Requirements
Rewrite the listing below as a numbered list, leaving out any blank lines.

------ Supplied material

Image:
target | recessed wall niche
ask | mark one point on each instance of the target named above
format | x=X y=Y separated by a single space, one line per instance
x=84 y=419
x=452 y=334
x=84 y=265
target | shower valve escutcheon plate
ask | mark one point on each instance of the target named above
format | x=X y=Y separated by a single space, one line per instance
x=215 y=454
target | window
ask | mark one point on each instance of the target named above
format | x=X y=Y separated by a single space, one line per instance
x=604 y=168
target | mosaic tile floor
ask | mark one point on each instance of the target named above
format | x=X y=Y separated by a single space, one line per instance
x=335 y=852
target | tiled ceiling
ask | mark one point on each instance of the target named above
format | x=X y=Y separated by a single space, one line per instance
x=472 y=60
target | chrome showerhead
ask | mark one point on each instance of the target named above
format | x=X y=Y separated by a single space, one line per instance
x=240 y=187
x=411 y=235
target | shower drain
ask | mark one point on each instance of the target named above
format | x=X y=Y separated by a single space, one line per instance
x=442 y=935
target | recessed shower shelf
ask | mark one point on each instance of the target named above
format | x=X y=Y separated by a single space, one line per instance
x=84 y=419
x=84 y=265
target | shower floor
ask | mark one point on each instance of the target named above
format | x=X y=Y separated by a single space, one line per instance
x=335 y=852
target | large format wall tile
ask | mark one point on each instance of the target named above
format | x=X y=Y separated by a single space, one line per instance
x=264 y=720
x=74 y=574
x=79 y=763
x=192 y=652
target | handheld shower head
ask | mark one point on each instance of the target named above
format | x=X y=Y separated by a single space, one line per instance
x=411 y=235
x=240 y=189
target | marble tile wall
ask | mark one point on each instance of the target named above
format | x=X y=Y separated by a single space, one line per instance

------------

Written answer
1. Image:
2. target | recessed wall niche
3. ask | mark one point on each instance of the target named above
4. format | x=X y=Y separated by a single space, one line per instance
5. x=84 y=419
6. x=452 y=334
7. x=84 y=265
8. target | shower valve escutcheon plate
9. ask | mark one point on each instance of the target named above
10. format | x=X y=Y separated by a single space, one line per instance
11. x=215 y=454
12. target | window
13. ask | mark one point on each instance of the target named above
14. format | x=X y=Y separated by a single space, one line per instance
15. x=604 y=168
16. target | mosaic tile floor
17. ask | mark one point on each instance of the target named above
18. format | x=X y=Y separated by a single space, one line per instance
19. x=335 y=852
20. target | tiled ceiling
21. ask | mark one point on each instance of the target named above
22. format | x=X y=Y separated by a single space, one line per instance
23. x=472 y=60
24. target | chrome showerhead
25. ask | mark one point on each instance of the target named above
26. format | x=X y=Y separated by a single space, one line per instance
27. x=240 y=187
28. x=411 y=235
29. target | shower drain
30. ask | mark one point on each instance of the target named above
31. format | x=X y=Y separated by a single space, one line per instance
32. x=442 y=935
33. target | recessed shower shelf
34. ask | mark one point on each instance of the target named above
35. format | x=X y=Y separated by a single space, one line per instance
36. x=84 y=419
37. x=84 y=265
38. target | shower floor
39. ask | mark one point on each instance of the target named above
40. format | x=X y=Y separated by a single space, one line per instance
41. x=335 y=852
42. target | large format wall tile
43. ask | mark one point on each instance of the target named above
44. format | x=X y=Y separated by a single space, one line per instance
45. x=264 y=720
46. x=74 y=574
47. x=79 y=763
48. x=192 y=652
49. target | handheld shower head
50. ask | mark one point on each instance of the target named above
51. format | x=X y=Y separated by a single space, one line per instance
52. x=411 y=235
53. x=240 y=189
54. target | marble tile wall
55. ask | mark one point on each instance of the target named above
56. format | x=X y=Y separated by a single space, one line per instance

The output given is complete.